- WHAT IS EXPECTED
Revise the entries below, changing each "marker" to "point" and keeping every other line and character as it is. Omit the pictures from your answer.

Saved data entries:
============================================================

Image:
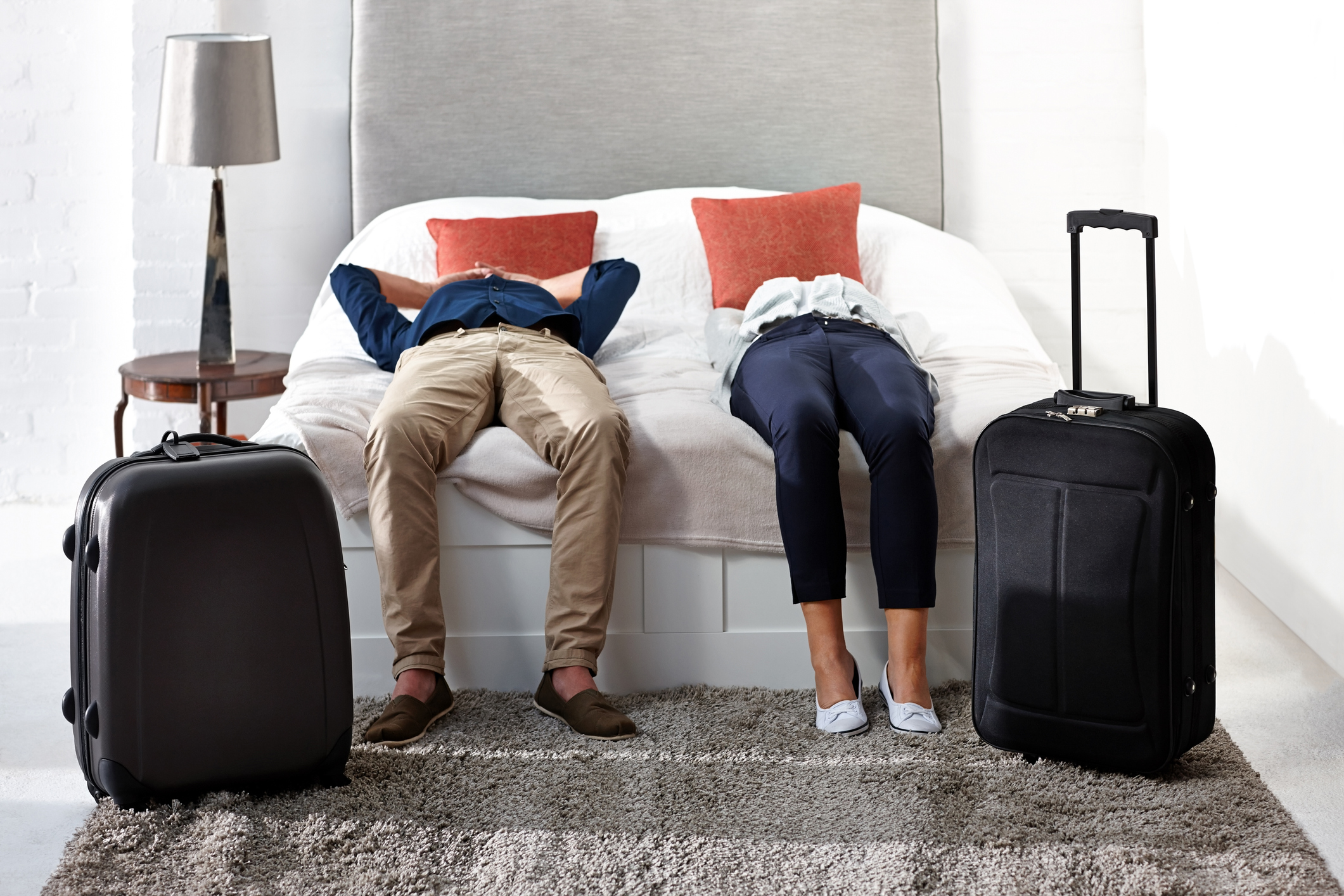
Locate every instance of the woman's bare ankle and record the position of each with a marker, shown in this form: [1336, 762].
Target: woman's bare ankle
[909, 684]
[835, 680]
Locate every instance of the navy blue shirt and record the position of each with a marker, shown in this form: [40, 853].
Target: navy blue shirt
[385, 333]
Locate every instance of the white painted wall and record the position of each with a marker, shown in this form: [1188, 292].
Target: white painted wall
[1043, 113]
[65, 240]
[1245, 147]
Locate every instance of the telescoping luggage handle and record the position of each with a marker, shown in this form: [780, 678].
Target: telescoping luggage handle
[1115, 219]
[179, 448]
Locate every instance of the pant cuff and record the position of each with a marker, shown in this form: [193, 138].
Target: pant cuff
[909, 599]
[418, 662]
[561, 658]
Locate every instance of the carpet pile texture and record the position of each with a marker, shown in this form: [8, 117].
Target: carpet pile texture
[725, 791]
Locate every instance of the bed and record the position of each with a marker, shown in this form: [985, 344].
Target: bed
[710, 96]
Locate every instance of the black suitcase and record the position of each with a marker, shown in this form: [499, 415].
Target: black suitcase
[210, 632]
[1094, 567]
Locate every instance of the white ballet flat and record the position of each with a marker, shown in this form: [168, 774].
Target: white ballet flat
[846, 716]
[909, 718]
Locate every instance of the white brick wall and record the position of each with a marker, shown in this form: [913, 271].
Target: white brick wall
[65, 240]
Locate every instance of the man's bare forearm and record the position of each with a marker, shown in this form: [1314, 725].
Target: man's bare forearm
[566, 288]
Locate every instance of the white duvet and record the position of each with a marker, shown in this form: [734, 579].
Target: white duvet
[698, 476]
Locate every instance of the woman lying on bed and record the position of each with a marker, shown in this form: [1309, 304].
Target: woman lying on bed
[800, 363]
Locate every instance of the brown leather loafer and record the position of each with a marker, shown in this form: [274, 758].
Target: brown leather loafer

============================================================

- CORRECT ANSWER
Image:
Locate every instance of the woman's bare ankle and record the position of each with a point, shown in this form: [1336, 762].
Target: woman's bare ankle
[909, 684]
[835, 680]
Locate every instance of the navy blue shirt and record the position of each with a point, shown in this form: [40, 853].
Target: navy blue shirt
[385, 333]
Locate every instance of the white painted wall and record the position of each with a point, shown in this form: [1188, 292].
Target: white painted wall
[1043, 113]
[65, 240]
[1245, 147]
Locate every instance of the telescoping luggage handle and record the position of each with a point, shown in this form: [780, 678].
Target: telescoping luggage handle
[1115, 219]
[179, 448]
Locate every instance of the pant cuff and record the position of each with a point, shown in this form: [193, 138].
Target: pant cuff
[909, 599]
[418, 662]
[561, 658]
Locate every instance of the carpet pile texture and record the position of each with a point, shown in this form: [8, 117].
Target: carpet pile texture
[725, 791]
Locate every instance of the bed and record the position of each with a point, shown in this form: [985, 344].
Target: bed
[710, 96]
Locate every instance of the black suitcase and record the position of each with a point, shown in this form: [499, 415].
Target: black suitcase
[210, 632]
[1094, 567]
Locate every instance of the white ballet flat and record the position of each with a point, shown in this form: [168, 774].
Target: white ballet flat
[846, 716]
[909, 718]
Locate every instance of the white brick wall and record the position of each with a point, shown in this form: [913, 271].
Target: white brick wall
[65, 240]
Locate every instance of the man's bare forearm and record the position of each with a point, shown in this form: [1314, 725].
Target: man's bare forearm
[566, 288]
Locate every instance of the white duvet and record the position of each with a point, shown in this form: [734, 579].
Target: white duvet
[698, 476]
Locate every instance of the woman lying on bed and record the position of each with a point, shown in this form: [1309, 304].
Target: woman lying on bed
[800, 363]
Locate every instance of the brown leather loafer and record the position of each with a point, shown in this form: [274, 758].
Target: brown leather loafer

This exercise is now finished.